[Excerpt provided — start]

Minor differences in body condition and immune status between avian influenza virus-infected and noninfected mallards: a sign of coevolution?
journal contributionposted on 01.01.2015, 00:00 authored by J G van Dijk, R A Fouchier, Marcel KlaassenMarcel Klaassen, K D Matson
Wildlife pathogens can alter host fitness. Low pathogenic avian influenza virus (LPAIV) infection is thought to have negligible impacts on wild birds; however, effects of infection in free-living birds are largely unstudied. We investigated the extent to which LPAIV infection and shedding were associated with body condition and immune status in free-living mallards (Anas platyrhynchos), a partially migratory key LPAIV host species. We sampled mallards throughout the species' annual autumn LPAIV infection peak, and we classified individuals according to age, sex, and migratory strategy (based on stable hydrogen isotope analysis) when analyzing data on body mass and five indices of immune status. Body mass was similar for LPAIV-infected and noninfected birds. The degree of virus shedding from the cloaca and oropharynx was not associated with body mass. LPAIV infection and shedding were not associated with natural antibody (NAbs) and complement titers (first lines of defense against infections), concentrations of the acute phase protein haptoglobin (Hp), ratios of heterophils to lymphocytes (H:L ratio), and avian influenza virus (AIV)-specific antibody concentrations. NAbs titers were higher in LPAIV-infected males and local (i.e., short distance) migrants than in infected females and distant (i.e., long distance) migrants. Hp concentrations were higher in LPAIV-infected juveniles and females compared to infected adults and males. NAbs, complement, and Hp levels were lower in LPAIV-infected mallards in early autumn. Our study demonstrates weak associations between infection with and shedding of LPAIV and the body condition and immune status of free-living mallards. These results may support the role of mallards as asymptomatic carriers of LPAIV and raise questions about possible coevolution between virus and host.

[Excerpt provided — finish]
[Stored data — start]

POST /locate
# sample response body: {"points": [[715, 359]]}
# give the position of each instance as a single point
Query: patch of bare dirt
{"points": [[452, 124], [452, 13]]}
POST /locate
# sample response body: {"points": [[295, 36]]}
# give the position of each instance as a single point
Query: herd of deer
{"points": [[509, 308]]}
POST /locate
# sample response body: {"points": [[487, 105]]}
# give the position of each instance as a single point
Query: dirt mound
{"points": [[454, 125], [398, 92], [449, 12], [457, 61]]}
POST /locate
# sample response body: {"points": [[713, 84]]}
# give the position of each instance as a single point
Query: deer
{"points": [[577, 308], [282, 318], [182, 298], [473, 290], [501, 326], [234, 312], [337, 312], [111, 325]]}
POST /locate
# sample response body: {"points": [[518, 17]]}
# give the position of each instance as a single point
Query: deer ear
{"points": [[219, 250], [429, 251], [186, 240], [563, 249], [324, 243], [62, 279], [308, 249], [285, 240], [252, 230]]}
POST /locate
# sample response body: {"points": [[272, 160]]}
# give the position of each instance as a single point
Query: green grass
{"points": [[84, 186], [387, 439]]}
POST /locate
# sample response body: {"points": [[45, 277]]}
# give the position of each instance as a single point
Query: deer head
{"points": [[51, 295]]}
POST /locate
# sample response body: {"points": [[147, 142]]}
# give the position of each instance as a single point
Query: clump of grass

[Stored data — finish]

▶ Task to complete: According to the abstract on avian influenza in mallards, which LPAIV-infected birds had higher haptoglobin (Hp) concentrations?

▶ Written reply: Infected juveniles and females had higher Hp concentrations than infected adults and males.